# TO BE DONE
1. Starting at "In 1968, Mary" and stopping after "1968, p. 2).", rewrite the passage on Marquand Park's tree maps with "quarter" updated to "dime".
2. Carry the passage on Marquand Park's tree maps further, picking up after its final sentence.

In April of 1955, shortly after Marquand Park opened to the public, the Princeton Borough recognized the educational importance of the park’s tree collection and commissioned a map with 70 trees identified byJames Clark, the horticulturalist of Princeton University. The Borough also ordered corresponding plastic name tags which were placed on the trees by boy scouts of Princeton and Perms Neck (Princeton Herald, 32, 42, April 2, 1955).
The next mention of a tree map was in 1959 when the Garden club of Princeton commissioned Elizabeth Johnson Marshall, a local landscape architect, to design a map to be reproduced on a large metal plate placed at the entrance of the park near the parking lot. The public could buy a paper copy of the map and use it to locate and identify trees while walking in the park. A copy of this paper version still exists in the Princeton Public Library. It shows the names of trees written in at their location and, on the right side of the map, is also a key list of trees with grid locations (Princeton Herald, 37, 15, 18 November 18, 1959).
In 1968, Mary Marquand Hochschild, the daughter of Allan Marquand, published an article on trees and shrubs growing in the park entitled: A Calendar of Colors. In her article, she mentioned the creation of a new tree map by Dorothy Compton, a retired natural science teacher. We learn from her article that the map took many years to complete and could be purchased for a quarter at the Bainbridge House or the Junior Chamber of Commerce on Nassau street. Buying it was well worth the expense according to Mrs. Hochschild (Town Topic, Outdoor Living -Spring 1968, p. 2).

# RECORDED DATA

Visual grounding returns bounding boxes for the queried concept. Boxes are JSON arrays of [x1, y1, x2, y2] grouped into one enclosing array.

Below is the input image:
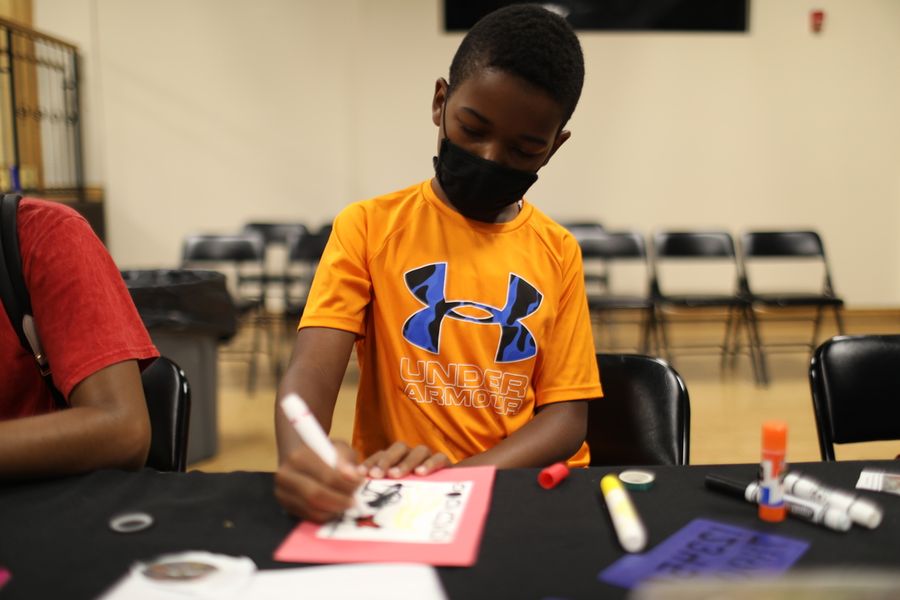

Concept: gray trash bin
[[122, 269, 243, 463]]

# THE REPLIES
1.
In 1968, Mary Marquand Hochschild, the daughter of Allan Marquand, published an article on trees and shrubs growing in the park entitled: A Calendar of Colors. In her article, she mentioned the creation of a new tree map by Dorothy Compton, a retired natural science teacher. We learn from her article that the map took many years to complete and could be purchased for a dime at the Bainbridge House or the Junior Chamber of Commerce on Nassau street. Buying it was well worth the expense according to Mrs. Hochschild (Town Topic, Outdoor Living -Spring 1968, p. 2).

2.
A revised edition of the Dorothy Compton map became part of a Marquand Park Foundation publication called A Guide to the Marquand Park. The guide was published in 1972 and dedicated to Mary Marquand Hochschild. The trees on the large fold-out map are represented by circles and color coded into three groups, 1) conifers and hollies; 2) deciduous trees; and 3) shrubs and masses of shrubs. The circles have numbers with each number representing a unique plant species. In the guide are descriptions of the tree species accompanied by illustrations of salient plant characteristics by Pamela Machold. The numbering system of the descriptions corresponds to the numbers on the map and also include grid locations to facilitate finding the trees. An attempt was made by Miss Compton to include most of the trees and shrubs in the park which gives the map a rather crowded appearance.
In 1989, A Guide to the Marquand Park was entirely revised by the Foundation. It includes a smaller fold-out map with fewer trees, and each tree species is represented on the map only once with a numbered circle. The map has arrows inviting visitors to follow a certain route through the park, locate a tree along the trail and on the map, and then look up the description of the tree by matching the number of the tree on the map with the number of the description in the guide. The descriptions include the same illustrations of the 1972 guide with added illustrations by Dorothy Geyer. In 2003, A Guide to Marquand Park was revised with a new numbering of the trees and some more details of planting beds along Lovers Lane added on the left side of the map. This guide with the same map was reprinted in 2004.
The number of tree maps of Marquand Park published over a period of about 50 years is truly remarkable and shows how important the park and its rich collection of trees was to the town and its visitors. They also show the struggle to create tree maps that could easily orient visitors to the tree they were interested in, make sure they looked at the right tree, and then provide them with meaningful information and visuals about its characteristics.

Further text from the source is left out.